* [Work order]:
Each line of the data has to be retyped exactly as it is.

* [Exercise material]:
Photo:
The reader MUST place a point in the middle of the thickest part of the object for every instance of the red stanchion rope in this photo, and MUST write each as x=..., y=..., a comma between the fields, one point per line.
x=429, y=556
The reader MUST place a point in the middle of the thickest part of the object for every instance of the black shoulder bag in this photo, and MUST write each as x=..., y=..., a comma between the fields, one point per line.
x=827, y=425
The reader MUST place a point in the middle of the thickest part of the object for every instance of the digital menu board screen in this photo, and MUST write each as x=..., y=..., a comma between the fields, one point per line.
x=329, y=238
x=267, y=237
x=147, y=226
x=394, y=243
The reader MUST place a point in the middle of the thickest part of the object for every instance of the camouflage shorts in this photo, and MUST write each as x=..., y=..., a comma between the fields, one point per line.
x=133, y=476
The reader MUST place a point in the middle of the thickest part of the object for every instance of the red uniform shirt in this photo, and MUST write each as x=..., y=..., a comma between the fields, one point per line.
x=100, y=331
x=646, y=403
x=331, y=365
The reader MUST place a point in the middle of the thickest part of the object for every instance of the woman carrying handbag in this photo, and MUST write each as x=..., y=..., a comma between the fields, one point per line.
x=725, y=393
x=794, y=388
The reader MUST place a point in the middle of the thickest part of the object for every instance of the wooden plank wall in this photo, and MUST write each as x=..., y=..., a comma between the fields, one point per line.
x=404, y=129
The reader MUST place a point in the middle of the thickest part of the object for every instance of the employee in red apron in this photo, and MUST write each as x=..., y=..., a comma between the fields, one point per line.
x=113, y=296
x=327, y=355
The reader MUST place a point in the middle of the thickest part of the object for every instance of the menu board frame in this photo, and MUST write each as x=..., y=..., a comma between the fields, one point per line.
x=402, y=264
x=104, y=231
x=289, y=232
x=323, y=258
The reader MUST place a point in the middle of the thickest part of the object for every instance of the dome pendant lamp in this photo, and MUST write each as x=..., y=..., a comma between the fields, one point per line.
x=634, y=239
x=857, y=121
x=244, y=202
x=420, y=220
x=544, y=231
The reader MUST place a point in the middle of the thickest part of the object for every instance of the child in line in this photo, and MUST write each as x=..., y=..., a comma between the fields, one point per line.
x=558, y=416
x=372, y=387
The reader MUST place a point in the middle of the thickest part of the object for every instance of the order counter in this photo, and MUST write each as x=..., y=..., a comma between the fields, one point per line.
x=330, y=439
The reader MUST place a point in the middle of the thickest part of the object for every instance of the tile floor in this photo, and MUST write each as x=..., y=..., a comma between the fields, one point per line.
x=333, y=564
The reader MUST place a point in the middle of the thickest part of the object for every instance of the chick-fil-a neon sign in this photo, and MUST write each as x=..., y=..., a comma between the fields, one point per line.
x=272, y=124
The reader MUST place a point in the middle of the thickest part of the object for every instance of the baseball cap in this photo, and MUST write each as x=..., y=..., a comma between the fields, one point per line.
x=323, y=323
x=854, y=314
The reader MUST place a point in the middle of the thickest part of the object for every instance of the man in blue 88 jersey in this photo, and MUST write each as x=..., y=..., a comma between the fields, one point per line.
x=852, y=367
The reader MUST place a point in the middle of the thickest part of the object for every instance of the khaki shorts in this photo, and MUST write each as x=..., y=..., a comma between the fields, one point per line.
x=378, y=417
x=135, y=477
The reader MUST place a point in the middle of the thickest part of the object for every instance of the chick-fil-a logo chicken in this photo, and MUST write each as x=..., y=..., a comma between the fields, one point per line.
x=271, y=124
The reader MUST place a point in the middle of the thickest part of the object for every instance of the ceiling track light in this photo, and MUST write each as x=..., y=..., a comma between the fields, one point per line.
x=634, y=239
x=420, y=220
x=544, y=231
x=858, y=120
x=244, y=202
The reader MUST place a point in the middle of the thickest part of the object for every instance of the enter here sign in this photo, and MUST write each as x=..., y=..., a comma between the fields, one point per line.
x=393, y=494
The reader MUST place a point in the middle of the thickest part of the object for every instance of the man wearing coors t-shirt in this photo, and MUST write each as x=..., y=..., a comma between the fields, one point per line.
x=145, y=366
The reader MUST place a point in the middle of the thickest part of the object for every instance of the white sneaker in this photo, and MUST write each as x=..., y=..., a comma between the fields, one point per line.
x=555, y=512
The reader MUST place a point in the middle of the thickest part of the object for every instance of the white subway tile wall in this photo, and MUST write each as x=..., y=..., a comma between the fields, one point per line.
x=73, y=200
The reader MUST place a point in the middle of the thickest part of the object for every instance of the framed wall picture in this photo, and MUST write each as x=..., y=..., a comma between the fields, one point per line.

* [Written solution]:
Photo:
The reader MUST place a point in the middle of the thickest part of the object for every instance of the red stanchion rope in this photo, and MUST write each as x=..., y=..., a comma between the fields, one point per line.
x=429, y=556
The reader MUST place a point in the middle of the thickest part of the object for every instance of the black shoulder bag in this photo, and MUST write each as x=..., y=..., a comma between the fields, one point per line.
x=827, y=425
The reader MUST place a point in the middle of the thickest part of the object for every instance of the digital menu board screen in this photo, and MUST write each as x=..., y=..., a comma between the fields, one point per line.
x=329, y=238
x=267, y=237
x=147, y=226
x=394, y=243
The reader MUST place a point in the middle of the thickest part of the object for every instance of the camouflage shorts in this photo, and MUST write each as x=..., y=..., a comma between the fields, one point per line.
x=133, y=476
The reader MUST place a point in the middle of the thickest part of the object for every instance of the red uniform shirt in this photo, and MUST write each as x=..., y=..., a comma between the fields, one point per line.
x=100, y=331
x=646, y=403
x=331, y=365
The reader MUST place a point in the middle of the thickest part of the object for every instance of the woman carrying handbag in this photo, and MUST write each as x=..., y=..., a comma between the fields, one point per line.
x=725, y=393
x=794, y=388
The reader MUST place a point in the middle of the thickest part of the object for every instance of the wooden plank wall in this photo, and MUST write each as x=..., y=..., a comma between the fields, one point per line.
x=404, y=129
The reader MUST place a point in the middle of the thickest part of the object for every instance of the employee in red apron in this photo, and MUST write each as x=..., y=..., a comma between the fields, one point per line.
x=113, y=296
x=327, y=355
The reader MUST place a point in the middle of the thickest part of the object for every instance of the menu board frame in this photo, and MUST write each as x=..., y=..., a comma between the fields, one point per line.
x=402, y=264
x=104, y=231
x=289, y=232
x=323, y=258
The reader MUST place a point in the middle of the thickest part of the object for every instance of the dome pendant lamp in this photo, and MUST write each as x=..., y=..., a comma between the fields, one point per line.
x=634, y=239
x=857, y=121
x=244, y=202
x=420, y=220
x=544, y=231
The reader MUST place a point in the middle of the thickest part of the object for every instance of the child in line in this photo, and MUST write each as x=..., y=..., a comma between the fields, one point per line.
x=558, y=416
x=372, y=387
The reader MUST place a point in the middle of the thickest part of the object for every instance of the order counter in this photo, and MUST write each as x=..., y=..., a comma between the fields, one point per line.
x=330, y=439
The reader MUST place a point in the middle of the thickest part of the object for every instance of the tile floor in this photo, and MUST write each as x=..., y=..., a comma between the fields, one point per line.
x=333, y=564
The reader MUST place a point in the middle of the thickest part of the object for every instance of the chick-fil-a neon sign in this photo, and MUST write each as x=..., y=..., a comma between the fields, one point per line.
x=272, y=124
The reader MUST place a point in the middle of the thickest part of the object for every instance of the baseball cap in this photo, and MUST write each as x=..., y=..., a comma between the fields, one point per line.
x=323, y=323
x=854, y=314
The reader MUST place a point in the middle of the thickest part of the object for every instance of the man in blue 88 jersey in this photo, and MUST write each as x=..., y=..., a comma between the fields, one point per line.
x=852, y=367
The reader MUST place a point in the middle of the thickest part of the object for every instance of the khaki shorts in this photo, and MUST write each as x=..., y=..., a comma between the fields, one point per line.
x=378, y=417
x=135, y=477
The reader MUST place a point in the middle of the thickest part of the object for every instance of the chick-fil-a logo chicken in this photo, and MUST write each as x=..., y=..., a comma between the fields, one point per line.
x=271, y=124
The reader MUST place a point in the middle of the thickest part of the object for every instance of the ceiling track light in this photo, and MUST write each as x=..., y=..., a comma between the fields, one point per line.
x=634, y=239
x=420, y=220
x=544, y=231
x=858, y=120
x=244, y=202
The reader MUST place a point in the middle of the thickest part of the object for every instance of the enter here sign in this photo, and MUST write each as x=..., y=..., a comma between the fields, one point per line.
x=393, y=494
The reader MUST place a point in the middle of the thickest part of the object for every instance of the man wearing coors t-shirt in this photo, and MUST write each as x=..., y=..., a comma between the fields, one point per line.
x=145, y=366
The reader MUST place a point in the middle of the thickest part of the object for every instance of the white sneaker in this photo, and MUST write each as x=..., y=..., a comma between the fields, one point per line.
x=555, y=512
The reader MUST place a point in the middle of the thickest part of the object for every instance of the white subway tile wall in this photo, and MUST write each as x=..., y=..., a comma between the fields, one point per line.
x=73, y=200
The reader MUST place a point in the middle of the thickest part of the object for every instance of the framed wall picture in this photo, and MUST write each as x=..., y=..., a comma between the fields, one point per line.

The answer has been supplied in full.